_Natural-language object grounding data_
****************

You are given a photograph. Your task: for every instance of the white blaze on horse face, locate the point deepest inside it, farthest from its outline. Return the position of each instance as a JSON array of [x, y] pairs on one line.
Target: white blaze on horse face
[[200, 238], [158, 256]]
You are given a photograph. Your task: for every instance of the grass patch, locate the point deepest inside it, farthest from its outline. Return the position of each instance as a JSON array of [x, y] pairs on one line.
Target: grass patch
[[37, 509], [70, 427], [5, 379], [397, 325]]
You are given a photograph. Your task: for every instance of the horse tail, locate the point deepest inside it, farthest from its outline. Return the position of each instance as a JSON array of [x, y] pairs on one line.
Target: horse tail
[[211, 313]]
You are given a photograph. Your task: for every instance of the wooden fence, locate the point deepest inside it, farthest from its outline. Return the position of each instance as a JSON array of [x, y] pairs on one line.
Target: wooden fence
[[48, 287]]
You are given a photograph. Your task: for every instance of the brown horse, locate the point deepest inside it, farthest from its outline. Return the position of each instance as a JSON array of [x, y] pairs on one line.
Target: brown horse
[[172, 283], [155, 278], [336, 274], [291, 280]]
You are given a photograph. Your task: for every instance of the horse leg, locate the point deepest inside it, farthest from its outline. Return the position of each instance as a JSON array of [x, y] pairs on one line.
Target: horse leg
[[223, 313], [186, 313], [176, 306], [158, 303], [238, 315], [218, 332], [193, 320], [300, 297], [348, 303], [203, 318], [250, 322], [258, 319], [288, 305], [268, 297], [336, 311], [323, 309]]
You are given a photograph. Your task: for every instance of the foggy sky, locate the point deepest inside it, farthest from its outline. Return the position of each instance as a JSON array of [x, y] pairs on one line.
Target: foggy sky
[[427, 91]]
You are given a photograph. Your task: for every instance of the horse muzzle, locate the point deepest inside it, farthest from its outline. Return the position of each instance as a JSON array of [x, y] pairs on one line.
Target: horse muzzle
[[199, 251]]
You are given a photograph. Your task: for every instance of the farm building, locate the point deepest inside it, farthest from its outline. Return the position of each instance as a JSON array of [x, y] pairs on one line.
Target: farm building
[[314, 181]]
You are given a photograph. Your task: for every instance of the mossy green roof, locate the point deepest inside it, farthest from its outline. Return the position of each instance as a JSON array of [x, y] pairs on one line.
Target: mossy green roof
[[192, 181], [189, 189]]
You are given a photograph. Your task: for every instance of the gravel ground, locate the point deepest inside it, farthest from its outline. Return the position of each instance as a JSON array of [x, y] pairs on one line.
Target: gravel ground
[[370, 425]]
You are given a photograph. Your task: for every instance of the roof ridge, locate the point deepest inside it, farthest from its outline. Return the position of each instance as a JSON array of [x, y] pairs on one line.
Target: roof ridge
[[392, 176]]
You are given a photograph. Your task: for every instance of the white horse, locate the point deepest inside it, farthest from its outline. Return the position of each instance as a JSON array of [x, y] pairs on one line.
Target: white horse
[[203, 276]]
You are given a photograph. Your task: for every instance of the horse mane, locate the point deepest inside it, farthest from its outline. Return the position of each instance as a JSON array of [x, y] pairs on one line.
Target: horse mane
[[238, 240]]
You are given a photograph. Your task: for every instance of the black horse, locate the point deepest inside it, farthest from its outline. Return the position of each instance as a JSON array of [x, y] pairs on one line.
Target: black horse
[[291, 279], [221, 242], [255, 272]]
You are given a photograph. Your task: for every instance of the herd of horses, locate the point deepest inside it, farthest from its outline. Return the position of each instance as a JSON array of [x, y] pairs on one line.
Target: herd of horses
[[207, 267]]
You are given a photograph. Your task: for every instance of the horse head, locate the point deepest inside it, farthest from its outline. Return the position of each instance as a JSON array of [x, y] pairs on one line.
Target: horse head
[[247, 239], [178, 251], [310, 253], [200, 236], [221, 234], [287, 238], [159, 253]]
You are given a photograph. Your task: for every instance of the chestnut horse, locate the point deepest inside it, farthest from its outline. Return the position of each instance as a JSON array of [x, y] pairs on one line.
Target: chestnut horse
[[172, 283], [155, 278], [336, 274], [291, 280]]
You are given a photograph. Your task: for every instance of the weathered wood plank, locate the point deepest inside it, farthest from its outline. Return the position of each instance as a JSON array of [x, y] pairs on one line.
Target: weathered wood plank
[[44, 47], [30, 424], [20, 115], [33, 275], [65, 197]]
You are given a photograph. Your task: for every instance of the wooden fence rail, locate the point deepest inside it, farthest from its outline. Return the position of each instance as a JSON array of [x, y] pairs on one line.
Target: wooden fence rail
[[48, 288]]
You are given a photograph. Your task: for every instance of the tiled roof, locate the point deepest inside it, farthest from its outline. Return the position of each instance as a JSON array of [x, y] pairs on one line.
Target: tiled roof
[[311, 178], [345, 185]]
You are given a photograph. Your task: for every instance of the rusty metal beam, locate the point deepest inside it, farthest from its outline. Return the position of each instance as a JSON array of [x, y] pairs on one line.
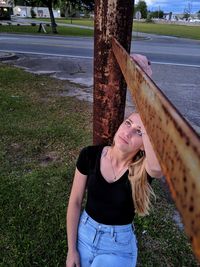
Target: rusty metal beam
[[112, 18], [176, 144]]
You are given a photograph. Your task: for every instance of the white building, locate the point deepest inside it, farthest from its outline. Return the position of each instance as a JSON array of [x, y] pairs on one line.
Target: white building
[[41, 12]]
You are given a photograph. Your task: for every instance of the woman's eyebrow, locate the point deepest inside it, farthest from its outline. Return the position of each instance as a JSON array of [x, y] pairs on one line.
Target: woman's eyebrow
[[138, 126]]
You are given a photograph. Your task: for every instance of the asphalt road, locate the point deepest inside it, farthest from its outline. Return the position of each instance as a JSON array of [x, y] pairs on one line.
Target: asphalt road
[[175, 64], [159, 49]]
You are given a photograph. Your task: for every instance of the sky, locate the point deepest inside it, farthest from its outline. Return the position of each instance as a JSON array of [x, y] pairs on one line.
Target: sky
[[175, 6]]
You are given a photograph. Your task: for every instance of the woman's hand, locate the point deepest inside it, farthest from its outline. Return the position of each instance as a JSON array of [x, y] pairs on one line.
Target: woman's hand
[[73, 259]]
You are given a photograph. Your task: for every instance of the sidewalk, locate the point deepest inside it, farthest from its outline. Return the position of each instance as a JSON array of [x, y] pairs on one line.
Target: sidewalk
[[180, 88]]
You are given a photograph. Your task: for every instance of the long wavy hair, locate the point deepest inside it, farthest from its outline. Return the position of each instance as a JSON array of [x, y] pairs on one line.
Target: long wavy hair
[[142, 191]]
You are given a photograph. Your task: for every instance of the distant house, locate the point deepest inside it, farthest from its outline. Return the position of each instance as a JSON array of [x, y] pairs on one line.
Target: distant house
[[5, 11], [41, 12]]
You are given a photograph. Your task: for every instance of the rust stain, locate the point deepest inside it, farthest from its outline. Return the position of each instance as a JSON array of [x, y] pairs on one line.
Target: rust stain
[[109, 84], [176, 144]]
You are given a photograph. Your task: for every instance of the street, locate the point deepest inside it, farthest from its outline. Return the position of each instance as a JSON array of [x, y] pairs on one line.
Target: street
[[175, 64]]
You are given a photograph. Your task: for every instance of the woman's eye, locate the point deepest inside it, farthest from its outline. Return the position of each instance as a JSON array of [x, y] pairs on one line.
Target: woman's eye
[[128, 123]]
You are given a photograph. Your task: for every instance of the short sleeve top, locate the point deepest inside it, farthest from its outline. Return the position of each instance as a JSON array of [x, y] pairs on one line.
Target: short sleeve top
[[107, 203]]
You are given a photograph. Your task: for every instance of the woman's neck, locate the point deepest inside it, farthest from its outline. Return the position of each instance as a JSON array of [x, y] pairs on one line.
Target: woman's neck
[[119, 157]]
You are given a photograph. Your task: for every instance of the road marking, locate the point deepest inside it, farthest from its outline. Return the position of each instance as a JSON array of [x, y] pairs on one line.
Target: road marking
[[8, 38], [175, 64], [87, 57]]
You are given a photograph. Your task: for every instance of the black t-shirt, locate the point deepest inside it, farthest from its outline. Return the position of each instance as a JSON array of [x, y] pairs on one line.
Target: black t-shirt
[[107, 203]]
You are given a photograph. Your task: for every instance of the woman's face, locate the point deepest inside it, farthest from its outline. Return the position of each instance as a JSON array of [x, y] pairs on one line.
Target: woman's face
[[128, 137]]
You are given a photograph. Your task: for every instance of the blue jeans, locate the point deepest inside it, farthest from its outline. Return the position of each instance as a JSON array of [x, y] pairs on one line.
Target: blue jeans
[[101, 245]]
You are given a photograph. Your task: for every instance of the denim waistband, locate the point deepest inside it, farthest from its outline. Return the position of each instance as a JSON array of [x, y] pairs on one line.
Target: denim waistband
[[106, 228]]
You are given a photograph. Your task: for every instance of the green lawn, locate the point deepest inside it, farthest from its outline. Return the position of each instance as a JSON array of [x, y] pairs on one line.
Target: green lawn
[[42, 133], [191, 32], [66, 31]]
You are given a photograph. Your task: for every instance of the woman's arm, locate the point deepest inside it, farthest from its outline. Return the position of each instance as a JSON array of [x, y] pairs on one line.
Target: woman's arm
[[73, 215], [152, 165]]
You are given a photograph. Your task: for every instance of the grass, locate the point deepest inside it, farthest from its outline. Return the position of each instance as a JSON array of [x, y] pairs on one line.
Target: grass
[[41, 135], [192, 32]]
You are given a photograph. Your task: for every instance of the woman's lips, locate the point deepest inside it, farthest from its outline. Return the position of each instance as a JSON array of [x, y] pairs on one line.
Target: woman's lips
[[124, 140]]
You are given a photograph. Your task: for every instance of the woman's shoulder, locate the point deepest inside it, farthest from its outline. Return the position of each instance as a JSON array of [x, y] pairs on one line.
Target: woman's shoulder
[[92, 149]]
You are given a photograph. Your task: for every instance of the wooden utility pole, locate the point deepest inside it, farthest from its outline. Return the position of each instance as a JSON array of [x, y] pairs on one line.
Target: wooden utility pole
[[113, 18]]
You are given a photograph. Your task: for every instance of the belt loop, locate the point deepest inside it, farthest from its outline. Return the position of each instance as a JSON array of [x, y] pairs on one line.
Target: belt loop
[[85, 218], [112, 231]]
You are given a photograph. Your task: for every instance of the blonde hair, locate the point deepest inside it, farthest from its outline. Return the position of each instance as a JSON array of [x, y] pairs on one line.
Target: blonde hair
[[142, 192]]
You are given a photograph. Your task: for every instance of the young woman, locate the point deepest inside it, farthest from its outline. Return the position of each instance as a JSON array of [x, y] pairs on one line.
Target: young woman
[[117, 180]]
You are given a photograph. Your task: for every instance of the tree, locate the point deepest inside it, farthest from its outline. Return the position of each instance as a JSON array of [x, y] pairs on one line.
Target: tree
[[142, 7], [198, 14]]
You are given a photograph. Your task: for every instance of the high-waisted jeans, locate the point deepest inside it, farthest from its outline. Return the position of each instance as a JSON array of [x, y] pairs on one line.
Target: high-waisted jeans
[[101, 245]]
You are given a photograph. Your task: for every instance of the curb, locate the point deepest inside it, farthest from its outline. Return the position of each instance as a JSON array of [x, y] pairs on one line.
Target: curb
[[7, 56]]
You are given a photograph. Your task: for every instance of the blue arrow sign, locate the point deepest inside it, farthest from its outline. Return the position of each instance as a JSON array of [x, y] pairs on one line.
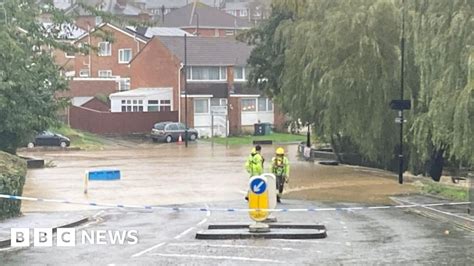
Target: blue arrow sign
[[258, 186]]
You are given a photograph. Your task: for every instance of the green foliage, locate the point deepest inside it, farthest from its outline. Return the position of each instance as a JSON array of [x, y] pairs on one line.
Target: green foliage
[[28, 76], [336, 64], [12, 179], [445, 191]]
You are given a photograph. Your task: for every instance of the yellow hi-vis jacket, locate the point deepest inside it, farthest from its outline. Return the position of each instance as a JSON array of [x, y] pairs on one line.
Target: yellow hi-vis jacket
[[254, 164], [280, 166]]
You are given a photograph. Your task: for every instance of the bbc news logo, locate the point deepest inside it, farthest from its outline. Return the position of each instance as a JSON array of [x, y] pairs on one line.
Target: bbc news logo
[[67, 237]]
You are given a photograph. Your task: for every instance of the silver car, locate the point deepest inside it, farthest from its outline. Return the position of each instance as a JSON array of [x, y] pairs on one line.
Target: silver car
[[171, 131]]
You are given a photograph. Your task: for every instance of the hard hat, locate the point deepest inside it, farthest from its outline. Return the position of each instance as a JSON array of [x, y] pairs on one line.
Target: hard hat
[[280, 151]]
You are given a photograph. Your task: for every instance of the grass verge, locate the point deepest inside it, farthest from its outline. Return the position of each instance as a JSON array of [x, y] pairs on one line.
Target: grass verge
[[80, 139], [445, 191], [247, 140]]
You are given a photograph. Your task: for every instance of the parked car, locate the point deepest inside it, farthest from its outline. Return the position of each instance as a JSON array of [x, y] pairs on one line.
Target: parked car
[[170, 131], [47, 138]]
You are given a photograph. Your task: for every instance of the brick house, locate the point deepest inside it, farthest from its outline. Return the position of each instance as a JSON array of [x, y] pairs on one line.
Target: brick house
[[108, 65], [216, 76], [203, 20]]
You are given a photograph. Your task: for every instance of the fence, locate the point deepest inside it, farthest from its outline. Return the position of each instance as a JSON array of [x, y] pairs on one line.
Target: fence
[[100, 122]]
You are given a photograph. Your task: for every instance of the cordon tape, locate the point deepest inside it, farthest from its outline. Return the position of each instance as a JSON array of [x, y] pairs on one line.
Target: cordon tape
[[150, 207]]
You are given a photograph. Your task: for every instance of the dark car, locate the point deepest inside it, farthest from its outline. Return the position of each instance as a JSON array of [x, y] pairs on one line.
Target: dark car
[[170, 131], [47, 138]]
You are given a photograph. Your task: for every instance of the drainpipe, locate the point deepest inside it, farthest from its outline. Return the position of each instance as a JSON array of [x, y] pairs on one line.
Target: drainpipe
[[179, 90]]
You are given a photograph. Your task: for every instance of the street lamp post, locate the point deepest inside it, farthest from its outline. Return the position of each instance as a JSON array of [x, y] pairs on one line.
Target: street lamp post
[[197, 23], [185, 93]]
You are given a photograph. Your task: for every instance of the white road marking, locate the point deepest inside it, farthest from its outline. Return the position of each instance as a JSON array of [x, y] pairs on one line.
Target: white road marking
[[215, 257], [184, 232], [309, 241], [229, 246], [148, 249], [202, 222]]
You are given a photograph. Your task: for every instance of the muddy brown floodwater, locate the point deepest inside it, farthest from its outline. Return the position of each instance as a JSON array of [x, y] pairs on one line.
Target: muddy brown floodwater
[[158, 174]]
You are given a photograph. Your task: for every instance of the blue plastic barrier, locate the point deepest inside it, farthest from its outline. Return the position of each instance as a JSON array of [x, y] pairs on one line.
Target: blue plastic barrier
[[104, 175]]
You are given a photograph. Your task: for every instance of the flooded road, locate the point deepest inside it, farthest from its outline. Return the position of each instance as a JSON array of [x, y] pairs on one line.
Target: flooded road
[[161, 174]]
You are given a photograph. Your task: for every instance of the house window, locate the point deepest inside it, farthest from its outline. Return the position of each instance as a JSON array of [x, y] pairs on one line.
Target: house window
[[84, 73], [159, 105], [265, 105], [239, 74], [70, 54], [125, 55], [249, 105], [201, 106], [218, 102], [132, 105], [105, 49], [98, 20], [124, 84], [206, 73], [105, 73]]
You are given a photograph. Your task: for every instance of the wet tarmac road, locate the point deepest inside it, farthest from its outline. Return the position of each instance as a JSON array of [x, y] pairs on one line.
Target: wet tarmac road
[[202, 176], [167, 238]]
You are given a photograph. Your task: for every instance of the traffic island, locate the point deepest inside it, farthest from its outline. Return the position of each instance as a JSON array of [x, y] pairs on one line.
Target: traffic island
[[262, 199], [274, 233]]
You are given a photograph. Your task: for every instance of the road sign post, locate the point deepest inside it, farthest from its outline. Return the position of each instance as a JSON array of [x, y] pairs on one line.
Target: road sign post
[[258, 198]]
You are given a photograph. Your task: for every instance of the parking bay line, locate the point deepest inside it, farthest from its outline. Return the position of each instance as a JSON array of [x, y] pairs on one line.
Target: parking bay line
[[195, 256], [228, 246], [148, 250]]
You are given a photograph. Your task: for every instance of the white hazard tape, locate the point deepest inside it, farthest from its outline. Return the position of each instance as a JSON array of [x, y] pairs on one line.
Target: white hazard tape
[[150, 207]]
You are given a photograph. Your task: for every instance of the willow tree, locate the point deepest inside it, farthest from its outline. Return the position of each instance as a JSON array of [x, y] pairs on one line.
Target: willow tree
[[336, 64], [339, 69], [442, 40]]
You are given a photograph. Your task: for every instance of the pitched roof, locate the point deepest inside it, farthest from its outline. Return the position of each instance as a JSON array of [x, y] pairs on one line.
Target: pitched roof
[[149, 32], [209, 17], [125, 31], [153, 4], [209, 51]]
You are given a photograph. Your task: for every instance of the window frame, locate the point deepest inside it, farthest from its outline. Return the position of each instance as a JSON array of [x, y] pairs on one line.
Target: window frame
[[222, 72], [255, 106], [244, 74], [132, 105], [121, 52], [127, 80], [84, 76], [207, 106], [104, 70], [109, 50]]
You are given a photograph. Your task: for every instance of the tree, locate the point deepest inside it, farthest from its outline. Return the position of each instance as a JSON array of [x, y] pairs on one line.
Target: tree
[[336, 64]]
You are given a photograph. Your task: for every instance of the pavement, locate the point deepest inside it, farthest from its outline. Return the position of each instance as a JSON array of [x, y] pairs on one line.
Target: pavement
[[168, 238], [202, 176], [455, 214]]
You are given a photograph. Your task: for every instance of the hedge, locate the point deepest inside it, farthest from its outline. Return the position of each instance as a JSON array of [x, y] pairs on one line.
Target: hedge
[[12, 179]]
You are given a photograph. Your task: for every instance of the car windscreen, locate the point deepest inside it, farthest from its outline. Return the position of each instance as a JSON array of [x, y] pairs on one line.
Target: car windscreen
[[159, 126]]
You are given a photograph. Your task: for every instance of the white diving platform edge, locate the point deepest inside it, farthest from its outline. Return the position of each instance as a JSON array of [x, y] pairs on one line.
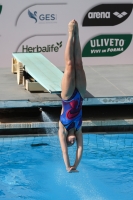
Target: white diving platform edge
[[40, 68]]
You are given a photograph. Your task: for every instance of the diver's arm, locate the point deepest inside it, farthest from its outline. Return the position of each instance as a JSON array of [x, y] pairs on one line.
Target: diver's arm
[[63, 144], [79, 149]]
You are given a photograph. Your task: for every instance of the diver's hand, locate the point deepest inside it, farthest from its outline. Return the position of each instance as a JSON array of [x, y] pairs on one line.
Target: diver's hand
[[72, 169]]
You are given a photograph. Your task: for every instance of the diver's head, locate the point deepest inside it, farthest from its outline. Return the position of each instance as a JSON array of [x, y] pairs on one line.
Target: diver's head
[[70, 139]]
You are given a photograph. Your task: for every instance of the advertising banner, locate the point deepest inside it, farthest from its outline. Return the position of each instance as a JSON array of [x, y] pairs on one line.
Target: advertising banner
[[30, 26]]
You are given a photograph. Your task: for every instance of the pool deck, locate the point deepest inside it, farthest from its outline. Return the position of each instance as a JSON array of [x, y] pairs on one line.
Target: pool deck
[[105, 85]]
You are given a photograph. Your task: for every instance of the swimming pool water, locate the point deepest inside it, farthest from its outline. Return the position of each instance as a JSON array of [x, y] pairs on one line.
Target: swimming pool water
[[33, 172]]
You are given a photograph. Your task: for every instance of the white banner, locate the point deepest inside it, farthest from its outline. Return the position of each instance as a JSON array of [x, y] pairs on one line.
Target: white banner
[[105, 30]]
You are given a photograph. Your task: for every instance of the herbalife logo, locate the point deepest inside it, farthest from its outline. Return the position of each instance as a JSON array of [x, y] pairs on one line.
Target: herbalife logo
[[42, 18], [0, 9], [48, 48], [107, 15], [106, 45]]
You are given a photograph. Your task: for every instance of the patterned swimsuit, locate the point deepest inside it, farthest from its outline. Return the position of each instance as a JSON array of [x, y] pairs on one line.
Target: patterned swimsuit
[[72, 111]]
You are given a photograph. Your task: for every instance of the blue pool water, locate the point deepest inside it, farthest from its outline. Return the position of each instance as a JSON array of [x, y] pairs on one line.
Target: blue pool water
[[37, 172]]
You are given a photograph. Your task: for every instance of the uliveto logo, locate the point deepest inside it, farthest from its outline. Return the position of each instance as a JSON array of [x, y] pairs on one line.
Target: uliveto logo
[[107, 15], [0, 9], [48, 48], [106, 45], [42, 18]]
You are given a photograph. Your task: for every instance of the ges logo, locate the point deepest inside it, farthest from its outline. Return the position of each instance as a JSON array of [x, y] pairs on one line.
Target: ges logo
[[42, 18]]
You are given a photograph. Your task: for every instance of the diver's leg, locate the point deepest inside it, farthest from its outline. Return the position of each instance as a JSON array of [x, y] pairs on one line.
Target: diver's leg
[[68, 81], [79, 71]]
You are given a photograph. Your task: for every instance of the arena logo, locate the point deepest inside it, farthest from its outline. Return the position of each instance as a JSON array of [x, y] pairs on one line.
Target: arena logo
[[107, 45], [42, 18], [0, 9], [107, 15], [38, 49]]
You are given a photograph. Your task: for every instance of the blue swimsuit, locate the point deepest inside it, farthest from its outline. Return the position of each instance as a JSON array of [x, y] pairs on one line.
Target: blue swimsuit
[[72, 111]]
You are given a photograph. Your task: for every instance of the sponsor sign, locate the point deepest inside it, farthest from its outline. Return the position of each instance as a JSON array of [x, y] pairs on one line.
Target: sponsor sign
[[0, 9], [38, 49], [44, 13], [107, 15], [106, 45]]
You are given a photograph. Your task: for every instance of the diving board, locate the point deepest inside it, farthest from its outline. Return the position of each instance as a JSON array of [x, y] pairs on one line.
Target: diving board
[[41, 69]]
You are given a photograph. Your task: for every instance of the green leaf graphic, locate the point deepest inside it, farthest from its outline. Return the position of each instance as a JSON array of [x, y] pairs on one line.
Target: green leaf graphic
[[107, 45]]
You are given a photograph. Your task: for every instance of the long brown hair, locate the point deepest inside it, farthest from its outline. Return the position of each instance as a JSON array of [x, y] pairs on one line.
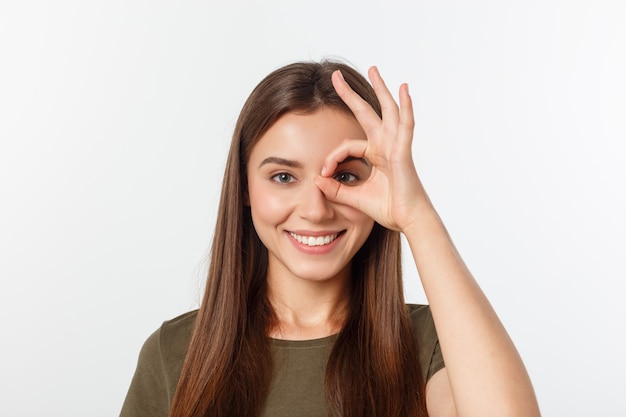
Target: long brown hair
[[373, 369]]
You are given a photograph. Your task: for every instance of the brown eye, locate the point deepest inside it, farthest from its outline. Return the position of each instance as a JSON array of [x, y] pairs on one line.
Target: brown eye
[[346, 178], [283, 178]]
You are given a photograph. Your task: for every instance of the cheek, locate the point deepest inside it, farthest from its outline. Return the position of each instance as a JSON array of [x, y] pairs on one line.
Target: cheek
[[266, 206], [358, 219]]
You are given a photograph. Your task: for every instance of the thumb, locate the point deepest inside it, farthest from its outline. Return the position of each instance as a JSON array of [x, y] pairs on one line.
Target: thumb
[[337, 192]]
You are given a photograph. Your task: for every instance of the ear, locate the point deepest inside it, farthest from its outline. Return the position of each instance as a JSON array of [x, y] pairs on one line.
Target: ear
[[246, 196]]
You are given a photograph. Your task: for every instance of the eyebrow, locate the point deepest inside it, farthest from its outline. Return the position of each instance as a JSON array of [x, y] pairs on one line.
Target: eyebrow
[[280, 161], [295, 164]]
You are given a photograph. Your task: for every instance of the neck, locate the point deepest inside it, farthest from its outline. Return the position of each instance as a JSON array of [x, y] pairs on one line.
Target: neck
[[307, 309]]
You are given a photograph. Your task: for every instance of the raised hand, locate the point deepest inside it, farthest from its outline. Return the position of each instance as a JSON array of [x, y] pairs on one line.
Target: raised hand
[[393, 193]]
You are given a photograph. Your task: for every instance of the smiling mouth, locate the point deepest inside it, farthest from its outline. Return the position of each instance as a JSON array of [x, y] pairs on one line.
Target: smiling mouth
[[314, 240]]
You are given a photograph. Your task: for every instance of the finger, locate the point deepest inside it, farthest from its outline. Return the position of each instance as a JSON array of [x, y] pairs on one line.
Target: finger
[[365, 115], [407, 118], [338, 192], [355, 148], [388, 105]]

****************

Repeat the entries above verbatim, but only from the line that has "Target: farm building" down to the line that has "horse head, locate", inclusive.

Target: farm building
[[314, 181]]
You are given a photograph. Your task: for every instance of the mossy green roof, locate the point deepest inside it, farthest from its outline. Return the position of each instance as a JSON array of [x, y] pairs on one line.
Target: mossy green roof
[[192, 181], [189, 189]]
You are given a photograph. Your task: for every instance of the gravel ground, locate the point deepest inside it, farthest from its outline. Return the position of each instance as a JSON array of [x, y] pairs on one line.
Target: gravel ground
[[370, 425]]
You are given a photograph. Your task: for every instance of the roof ridge, locate the point deepest inside it, farthest from its outline. Return the position of each instance as a JSON array of [x, y] pairs on one line.
Target: roof ridge
[[392, 176]]
You are given a photograph. Your task: for every instance of the white horse, locate the point deepest inside it, farthest from its outline. Return the position of each instance as a JSON array of [x, y] pairs on one line.
Target: white horse
[[203, 276]]
You are given a photograph. Your task: for every instance of the horse mane, locate the point deepest inside it, farthest from its outline. Return the position of each instance as a JSON array of [x, y] pairs on one line.
Target: horse mane
[[238, 240]]
You are given a photograph. Your task: for every instance of the black horse, locate the point deepest inside it, farthest from its outline. Return the position of each instance as a JSON array of [x, y] pairs on one line.
Target: black horse
[[291, 279], [221, 242], [255, 272]]
You are given a photograph. Your task: for every instance of the herd of horses, locate the point deepest inside it, farthest from its outline. Return the position of each instance as a JSON array of [x, y] pairs on one line.
Target: herd of horses
[[207, 267]]
You are given a photograph. Your task: for every instance of the horse head, locate the point deepest inside it, farthest from its outline. Return the position of each instance as a JSON array of [x, y] pairs on one line.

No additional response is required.